_Stated task 1_
Reproduce everything in the Stata thread on counting distinct values, from "Various commands will" down to "(1978 Automobile Data)".
_Stated task 2_
Using the Stata thread on counting distinct values below, mark each statement yes or no and quote the deciding words: (a) tabulate counts missing values by default; (b) the number of distinct values is returned as r(r); (c) the reply treats a categorical variable as a Stata concept.
_Stated task 3_
In the Stata thread on counting distinct values below, what should be typed in Stata to find a download source for the most recent version of the distinct command?

_Selected excerpt_
I am trying to find a way to get the number of levels of a categorical variable as a single number. For example if I have a variable X
with 4 levels I need to somehow get that number. If I type levelsof X
I get the following 1 2 3 4
but I can't get only number 4 from there. Is there a way to do it using the levelsof
or another command?
Various commands will give you the number of distinct values, for any kind of variable. ("Categorical variable" is a statistical concept, rather than a Stata concept.) Perhaps the simplest way to do it for one-off purposes is to ask for a one-way tabulation using tabulate
. The number of distinct values is then the number of rows in that table, returned as r(r)
. Note that (1) you can suppress the table itself (which is useful in a program or do file) and (2) missing values are excluded by default:
. sysuse auto, clear
(1978 Automobile Data)
. qui tab foreign
. ret li
scalars:
r(N) = 74
r(r) = 2
. qui tab rep78
. ret li
scalars:
r(N) = 69
r(r) = 5
. qui tab rep78, missing
. ret li
scalars:
r(N) = 74
r(r) = 6
An extended review of this problem, pitched more generally, is available here. That paper introduces a distinct
command. Its uses include direct support for looking at the number of distinct values systematically. search distinct
in Stata to find a download source for the most recent version.
. distinct
| Observations
| total distinct
--------------+----------------------------
make | 74 74
price | 74 74
mpg | 74 21
rep78 | 69 5
headroom | 74 8
trunk | 74 18
weight | 74 64
length | 74 47
turn | 74 18
displacement | 74 31
gear_ratio | 74 36
foreign | 74 2

_Provided material_
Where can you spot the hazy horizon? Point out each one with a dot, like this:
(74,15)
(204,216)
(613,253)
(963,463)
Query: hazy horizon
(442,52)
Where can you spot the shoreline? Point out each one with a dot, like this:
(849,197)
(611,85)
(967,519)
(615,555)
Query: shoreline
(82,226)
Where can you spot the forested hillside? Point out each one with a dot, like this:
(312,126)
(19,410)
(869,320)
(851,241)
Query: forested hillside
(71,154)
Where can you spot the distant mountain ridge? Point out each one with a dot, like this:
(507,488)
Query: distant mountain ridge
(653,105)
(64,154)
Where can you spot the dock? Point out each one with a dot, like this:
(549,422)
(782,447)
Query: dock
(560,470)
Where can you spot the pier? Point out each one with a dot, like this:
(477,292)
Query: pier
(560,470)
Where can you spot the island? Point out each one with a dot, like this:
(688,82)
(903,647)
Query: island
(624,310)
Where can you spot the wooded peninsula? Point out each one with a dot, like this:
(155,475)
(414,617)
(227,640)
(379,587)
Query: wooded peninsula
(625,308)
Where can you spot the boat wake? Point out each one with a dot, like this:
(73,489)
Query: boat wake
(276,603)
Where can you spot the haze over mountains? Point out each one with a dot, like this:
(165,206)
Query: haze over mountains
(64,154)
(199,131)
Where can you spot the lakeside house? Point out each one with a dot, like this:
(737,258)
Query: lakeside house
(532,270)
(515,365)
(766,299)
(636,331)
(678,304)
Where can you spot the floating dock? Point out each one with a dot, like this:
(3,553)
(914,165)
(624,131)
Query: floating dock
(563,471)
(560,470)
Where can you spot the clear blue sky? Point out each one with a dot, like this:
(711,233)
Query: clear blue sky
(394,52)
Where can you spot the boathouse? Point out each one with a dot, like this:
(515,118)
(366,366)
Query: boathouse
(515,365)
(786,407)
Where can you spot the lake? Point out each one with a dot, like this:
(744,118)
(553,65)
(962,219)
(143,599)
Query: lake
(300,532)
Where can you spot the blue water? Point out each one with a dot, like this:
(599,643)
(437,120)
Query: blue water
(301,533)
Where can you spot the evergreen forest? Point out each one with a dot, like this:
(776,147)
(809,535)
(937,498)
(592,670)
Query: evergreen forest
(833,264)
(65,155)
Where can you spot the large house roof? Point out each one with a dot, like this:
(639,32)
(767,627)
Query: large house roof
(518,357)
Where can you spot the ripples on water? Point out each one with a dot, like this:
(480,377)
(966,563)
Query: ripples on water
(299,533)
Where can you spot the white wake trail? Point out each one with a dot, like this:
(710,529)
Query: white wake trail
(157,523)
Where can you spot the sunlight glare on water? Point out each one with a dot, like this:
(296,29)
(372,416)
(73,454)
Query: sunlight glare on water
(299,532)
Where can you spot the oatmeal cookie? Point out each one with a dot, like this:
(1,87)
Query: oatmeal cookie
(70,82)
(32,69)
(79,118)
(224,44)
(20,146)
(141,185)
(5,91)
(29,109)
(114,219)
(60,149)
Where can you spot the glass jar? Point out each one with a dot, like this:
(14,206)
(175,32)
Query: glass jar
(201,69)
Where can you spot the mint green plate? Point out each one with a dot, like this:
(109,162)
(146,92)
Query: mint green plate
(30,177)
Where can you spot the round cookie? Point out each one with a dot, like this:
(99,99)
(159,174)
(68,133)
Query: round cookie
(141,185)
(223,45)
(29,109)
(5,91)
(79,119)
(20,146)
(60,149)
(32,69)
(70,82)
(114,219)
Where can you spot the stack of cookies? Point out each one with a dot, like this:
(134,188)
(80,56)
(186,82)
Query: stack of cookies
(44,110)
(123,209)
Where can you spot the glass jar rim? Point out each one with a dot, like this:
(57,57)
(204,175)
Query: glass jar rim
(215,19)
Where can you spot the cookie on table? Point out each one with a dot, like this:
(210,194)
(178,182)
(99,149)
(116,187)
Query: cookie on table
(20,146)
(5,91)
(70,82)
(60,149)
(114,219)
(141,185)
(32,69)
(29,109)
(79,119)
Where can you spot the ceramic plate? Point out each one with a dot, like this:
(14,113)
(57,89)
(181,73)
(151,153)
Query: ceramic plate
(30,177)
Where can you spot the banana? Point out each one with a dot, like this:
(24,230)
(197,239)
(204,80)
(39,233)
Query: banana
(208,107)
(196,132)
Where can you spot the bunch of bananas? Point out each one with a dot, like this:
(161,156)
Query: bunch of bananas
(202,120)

_Expected answer 1_
Various commands will give you the number of distinct values, for any kind of variable. ("Categorical variable" is a statistical concept, rather than a Stata concept.) Perhaps the simplest way to do it for one-off purposes is to ask for a one-way tabulation using tabulate
. The number of distinct values is then the number of rows in that table, returned as r(r)
. Note that (1) you can suppress the table itself (which is useful in a program or do file) and (2) missing values are excluded by default:
. sysuse auto, clear
(1978 Automobile Data)

_Expected answer 2_
(a) No: "missing values are excluded by default"
(b) Yes: "returned as r(r)"
(c) No: "is a statistical concept, rather than a Stata concept"

_Expected answer 3_
search distinct